Set problem 1 »
According to the radio repair notes, about how much more current than before was the radio drawing from the power supply?

Supplied text »
################

Whilst all this was going on in my head, the radio was powered up and receiving lots of signals.  I began to notice an unusual tone to the received signals, and upon investigating this I realised that the frequency had developed a nasty "wobble", jumping about by small amounts.  I also noticed that the radio was pulling around 100mA more current from my  power supply than it used to, so something was clearly wrong.

I established fairly quickly that the 8V regulated rail from the AVR unit had increased to nearly 9V and was fluctuating.  It was possible to trim this back to 8V but the fluctuations continued.  This is when I noticed Q6 on this board running VERY hot.

Further investigation of voltages around the circuit established that the Q6/Q7 pair (the shunt voltage regulator error amplifier) was "up the creek" (Remember Q5 in this circuit was one of the first faults I found on this set).

Q6 was found to be short circuit from collector to base, and when Q7 was removed, I found ANOTHER case of "rotten transistor leg syndrome".

################

Record list »

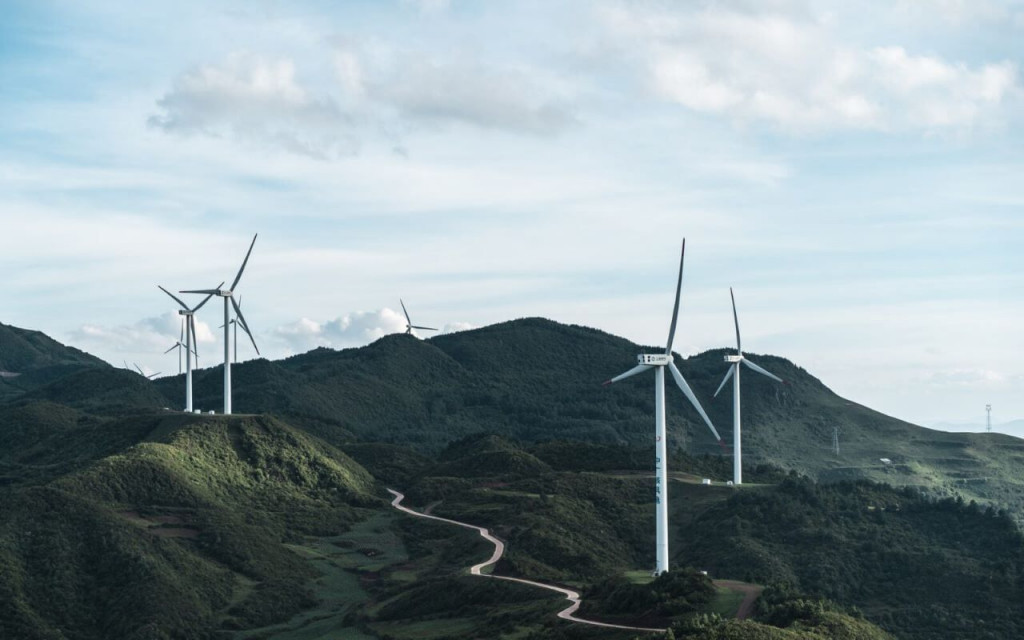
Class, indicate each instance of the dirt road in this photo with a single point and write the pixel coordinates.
(476, 569)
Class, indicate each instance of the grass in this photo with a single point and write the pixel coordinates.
(639, 577)
(370, 546)
(726, 601)
(423, 630)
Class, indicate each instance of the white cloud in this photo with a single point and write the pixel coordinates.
(971, 378)
(254, 98)
(429, 6)
(792, 69)
(376, 90)
(351, 330)
(147, 335)
(354, 329)
(448, 91)
(452, 328)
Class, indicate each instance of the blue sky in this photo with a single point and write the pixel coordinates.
(852, 169)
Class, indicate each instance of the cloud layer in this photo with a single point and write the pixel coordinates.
(791, 68)
(351, 330)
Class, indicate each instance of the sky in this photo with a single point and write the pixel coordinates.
(853, 170)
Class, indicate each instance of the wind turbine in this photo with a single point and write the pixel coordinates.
(658, 361)
(235, 326)
(409, 323)
(226, 294)
(143, 374)
(192, 344)
(179, 345)
(735, 361)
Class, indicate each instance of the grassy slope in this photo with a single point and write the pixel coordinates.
(179, 532)
(536, 380)
(915, 566)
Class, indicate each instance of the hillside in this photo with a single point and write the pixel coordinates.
(174, 530)
(536, 380)
(31, 358)
(272, 523)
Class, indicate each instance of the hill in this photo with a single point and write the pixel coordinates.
(31, 358)
(536, 380)
(272, 523)
(175, 535)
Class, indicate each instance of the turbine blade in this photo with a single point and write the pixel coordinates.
(207, 298)
(675, 309)
(242, 322)
(728, 375)
(176, 299)
(243, 268)
(735, 320)
(688, 392)
(636, 370)
(761, 371)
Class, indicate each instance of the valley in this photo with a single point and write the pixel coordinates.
(278, 523)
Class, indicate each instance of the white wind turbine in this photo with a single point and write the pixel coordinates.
(735, 361)
(145, 375)
(179, 345)
(226, 294)
(409, 322)
(235, 333)
(190, 344)
(658, 361)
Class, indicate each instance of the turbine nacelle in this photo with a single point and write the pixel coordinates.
(654, 359)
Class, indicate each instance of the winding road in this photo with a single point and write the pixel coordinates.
(476, 569)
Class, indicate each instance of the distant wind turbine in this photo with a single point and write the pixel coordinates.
(227, 295)
(192, 344)
(235, 327)
(735, 361)
(143, 374)
(658, 361)
(179, 345)
(409, 322)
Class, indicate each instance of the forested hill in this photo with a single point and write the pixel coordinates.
(538, 380)
(31, 358)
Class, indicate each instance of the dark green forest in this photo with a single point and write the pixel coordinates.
(121, 517)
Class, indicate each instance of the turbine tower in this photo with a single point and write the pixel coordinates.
(143, 374)
(658, 361)
(190, 343)
(227, 295)
(409, 323)
(179, 345)
(735, 361)
(235, 335)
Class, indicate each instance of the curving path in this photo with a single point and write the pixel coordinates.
(476, 569)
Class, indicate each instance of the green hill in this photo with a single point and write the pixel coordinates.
(31, 358)
(175, 535)
(535, 380)
(271, 523)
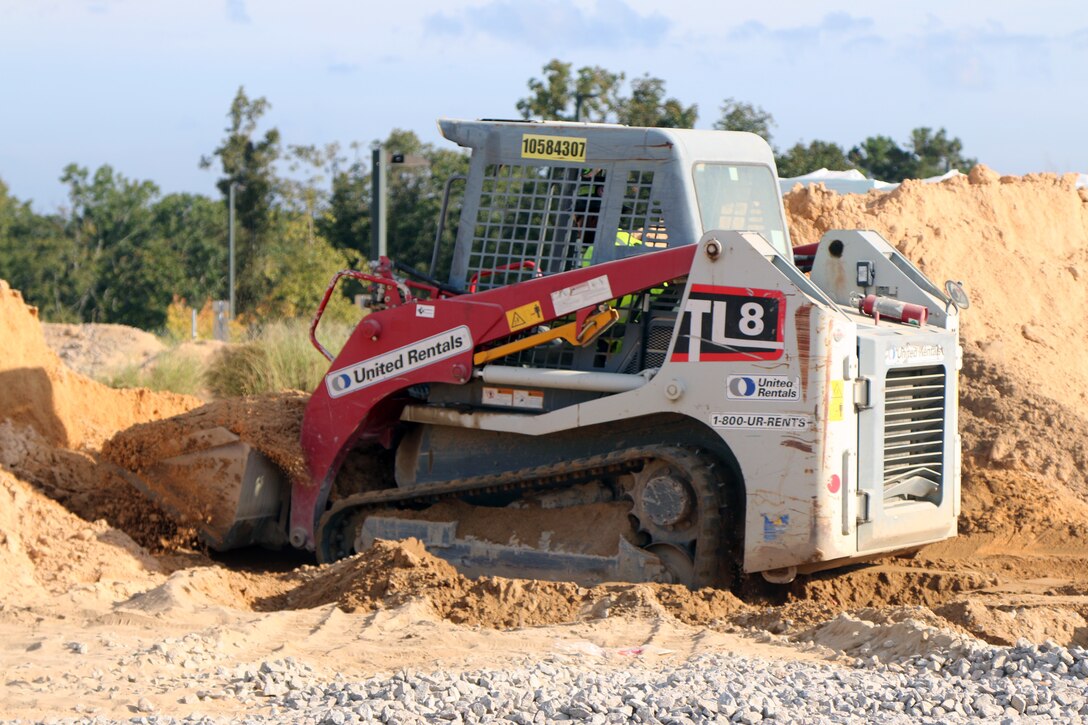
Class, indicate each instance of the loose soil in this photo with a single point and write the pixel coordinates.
(1018, 569)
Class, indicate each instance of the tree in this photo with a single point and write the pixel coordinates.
(879, 157)
(739, 115)
(249, 163)
(195, 231)
(111, 224)
(937, 154)
(560, 96)
(802, 159)
(416, 195)
(36, 257)
(648, 107)
(346, 221)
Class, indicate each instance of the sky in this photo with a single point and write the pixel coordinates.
(145, 85)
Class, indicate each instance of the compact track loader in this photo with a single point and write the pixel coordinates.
(628, 375)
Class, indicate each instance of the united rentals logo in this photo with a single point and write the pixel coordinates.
(398, 361)
(763, 388)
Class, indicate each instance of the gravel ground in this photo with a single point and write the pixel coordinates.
(996, 685)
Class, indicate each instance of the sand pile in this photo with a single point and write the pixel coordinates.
(1020, 244)
(393, 574)
(98, 349)
(45, 550)
(270, 422)
(1021, 247)
(68, 409)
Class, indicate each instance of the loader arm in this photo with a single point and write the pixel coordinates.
(362, 394)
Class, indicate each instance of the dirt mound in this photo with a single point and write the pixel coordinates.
(63, 406)
(1020, 244)
(394, 573)
(89, 488)
(1005, 624)
(46, 550)
(97, 349)
(889, 635)
(270, 422)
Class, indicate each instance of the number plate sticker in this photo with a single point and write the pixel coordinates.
(731, 323)
(554, 148)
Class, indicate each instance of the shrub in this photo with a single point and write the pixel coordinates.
(277, 357)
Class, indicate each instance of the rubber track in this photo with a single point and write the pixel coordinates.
(700, 467)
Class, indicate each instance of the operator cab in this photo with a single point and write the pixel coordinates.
(541, 196)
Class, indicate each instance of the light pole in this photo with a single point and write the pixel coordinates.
(231, 249)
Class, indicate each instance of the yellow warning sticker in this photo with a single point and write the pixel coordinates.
(835, 407)
(526, 316)
(554, 148)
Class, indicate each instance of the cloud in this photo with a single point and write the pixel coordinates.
(236, 11)
(343, 69)
(832, 26)
(980, 58)
(557, 23)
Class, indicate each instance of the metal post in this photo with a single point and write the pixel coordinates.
(379, 193)
(231, 252)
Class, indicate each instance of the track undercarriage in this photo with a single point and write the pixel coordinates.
(651, 513)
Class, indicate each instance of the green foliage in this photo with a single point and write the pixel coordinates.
(416, 197)
(173, 370)
(738, 115)
(648, 107)
(346, 221)
(802, 159)
(560, 96)
(38, 258)
(292, 271)
(879, 157)
(195, 228)
(279, 357)
(595, 94)
(937, 154)
(123, 271)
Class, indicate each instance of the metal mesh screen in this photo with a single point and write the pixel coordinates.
(529, 222)
(642, 216)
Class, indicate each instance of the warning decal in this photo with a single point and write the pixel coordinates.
(526, 316)
(835, 405)
(731, 323)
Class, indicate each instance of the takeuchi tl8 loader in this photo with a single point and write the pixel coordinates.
(628, 349)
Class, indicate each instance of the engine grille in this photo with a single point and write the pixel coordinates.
(914, 431)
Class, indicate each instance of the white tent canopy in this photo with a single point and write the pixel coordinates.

################

Set problem 2 »
Which lines in the records contain the word "white"? Copy each such line in full, treating case as significant.

Correct output 1 »
Around 100mA more.

Correct output 2 »
Class, indicate each instance of the white cloud in this photo with a single point and write the pixel coordinates.
Class, indicate each instance of the white wind turbine in this photo with a single point and write the pixel coordinates.
Class, indicate each instance of the white tent canopy in this photo with a single point and write the pixel coordinates.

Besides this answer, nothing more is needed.